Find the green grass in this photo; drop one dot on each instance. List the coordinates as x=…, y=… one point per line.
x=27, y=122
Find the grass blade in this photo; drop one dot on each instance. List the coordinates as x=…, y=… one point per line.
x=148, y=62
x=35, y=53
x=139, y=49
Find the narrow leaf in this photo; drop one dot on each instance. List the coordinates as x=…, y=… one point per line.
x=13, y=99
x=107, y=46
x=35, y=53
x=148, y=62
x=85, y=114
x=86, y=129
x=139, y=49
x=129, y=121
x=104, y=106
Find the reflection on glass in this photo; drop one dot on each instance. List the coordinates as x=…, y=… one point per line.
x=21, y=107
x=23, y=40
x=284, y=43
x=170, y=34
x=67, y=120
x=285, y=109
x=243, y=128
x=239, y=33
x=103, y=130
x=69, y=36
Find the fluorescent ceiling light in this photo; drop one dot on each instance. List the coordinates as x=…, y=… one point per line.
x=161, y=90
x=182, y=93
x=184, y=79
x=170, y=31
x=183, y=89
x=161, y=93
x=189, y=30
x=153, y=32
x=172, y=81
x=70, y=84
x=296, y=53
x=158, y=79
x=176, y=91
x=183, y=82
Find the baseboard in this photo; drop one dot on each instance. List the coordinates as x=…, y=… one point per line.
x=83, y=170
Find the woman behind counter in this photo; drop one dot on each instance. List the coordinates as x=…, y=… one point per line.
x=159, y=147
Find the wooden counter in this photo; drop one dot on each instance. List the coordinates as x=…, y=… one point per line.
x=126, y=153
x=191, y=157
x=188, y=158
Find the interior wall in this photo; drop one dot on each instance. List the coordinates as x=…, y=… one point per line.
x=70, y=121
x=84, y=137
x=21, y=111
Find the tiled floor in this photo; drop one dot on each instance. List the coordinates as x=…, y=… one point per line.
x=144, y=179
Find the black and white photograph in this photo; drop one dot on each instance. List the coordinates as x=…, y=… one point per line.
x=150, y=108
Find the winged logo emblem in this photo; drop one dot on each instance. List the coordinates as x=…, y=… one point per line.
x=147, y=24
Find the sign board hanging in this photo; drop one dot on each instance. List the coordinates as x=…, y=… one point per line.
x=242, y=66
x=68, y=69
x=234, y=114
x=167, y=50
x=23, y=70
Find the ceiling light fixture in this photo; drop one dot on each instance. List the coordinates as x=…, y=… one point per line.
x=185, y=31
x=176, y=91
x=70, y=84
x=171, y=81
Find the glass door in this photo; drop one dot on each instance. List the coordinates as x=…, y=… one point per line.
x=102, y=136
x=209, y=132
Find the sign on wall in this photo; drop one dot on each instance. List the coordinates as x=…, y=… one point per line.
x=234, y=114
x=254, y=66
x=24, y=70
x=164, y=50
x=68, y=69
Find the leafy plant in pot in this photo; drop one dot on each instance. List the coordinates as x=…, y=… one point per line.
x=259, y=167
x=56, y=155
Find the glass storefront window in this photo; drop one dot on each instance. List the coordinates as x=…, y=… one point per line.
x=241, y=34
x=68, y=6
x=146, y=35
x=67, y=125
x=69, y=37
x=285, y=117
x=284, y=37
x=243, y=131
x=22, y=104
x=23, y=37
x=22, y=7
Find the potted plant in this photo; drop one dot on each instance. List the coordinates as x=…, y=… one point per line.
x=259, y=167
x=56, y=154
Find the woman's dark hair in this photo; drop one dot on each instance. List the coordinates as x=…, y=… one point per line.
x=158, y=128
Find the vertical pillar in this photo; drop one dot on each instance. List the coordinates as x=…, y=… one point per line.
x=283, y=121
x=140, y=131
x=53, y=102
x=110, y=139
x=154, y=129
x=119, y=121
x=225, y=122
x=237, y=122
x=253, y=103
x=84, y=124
• • • • • • •
▶ **Description of the task**:
Return, word for word, each line from the line that contains "Find the tiled" to the end of the listing above; include both end lines and nothing else.

▶ **Response to this task**:
Find the tiled floor in this photo; drop one dot on each instance. List the coordinates as x=…, y=… one point per line.
x=144, y=179
Find the black and white photograph in this photo; drop one dot on each instance. List the coordinates as x=…, y=… one point per line.
x=150, y=108
Find the winged logo emblem in this photo; drop one dot on each instance. List the coordinates as x=…, y=… one point per line.
x=147, y=24
Find the sign board hanging in this photo; drop one dot on each instance. List the coordinates as x=…, y=… one point per line.
x=242, y=66
x=68, y=69
x=234, y=114
x=167, y=50
x=23, y=70
Find the ceiling light fixture in this photo; drop one dot on each instance. List the coordinates as x=…, y=… one point per line.
x=185, y=31
x=176, y=91
x=70, y=84
x=171, y=81
Find the glass door in this photo; drop one dot on each instance. List the coordinates as x=…, y=… one point per line.
x=102, y=136
x=209, y=132
Find the sign on wall in this photo; drop one dot on each instance. List the coordinates as x=…, y=… one point per line.
x=234, y=114
x=254, y=66
x=24, y=70
x=164, y=50
x=68, y=69
Find the leafy plant in pot in this photo; drop one dot on each instance. List the coordinates as x=…, y=… one point per line.
x=259, y=167
x=56, y=155
Find the glass storefront window in this photo; drop one dot on each instance. List the coordinates as x=…, y=… one point per line.
x=241, y=34
x=68, y=6
x=146, y=35
x=67, y=125
x=69, y=37
x=285, y=117
x=284, y=37
x=243, y=131
x=22, y=104
x=23, y=37
x=22, y=7
Find the potted plant in this photo; drop one dot on each instance. List the coordinates as x=…, y=… one point per line.
x=259, y=167
x=56, y=154
Find the woman's dark hair in this photo; drop one dot on each instance. List the coordinates as x=…, y=… one point per line.
x=158, y=128
Find the vertical pillar in this photo; drop one dot on each instance. List the coordinates as x=…, y=… one point per line.
x=283, y=121
x=140, y=131
x=53, y=102
x=110, y=139
x=154, y=129
x=119, y=121
x=225, y=122
x=237, y=122
x=253, y=103
x=84, y=124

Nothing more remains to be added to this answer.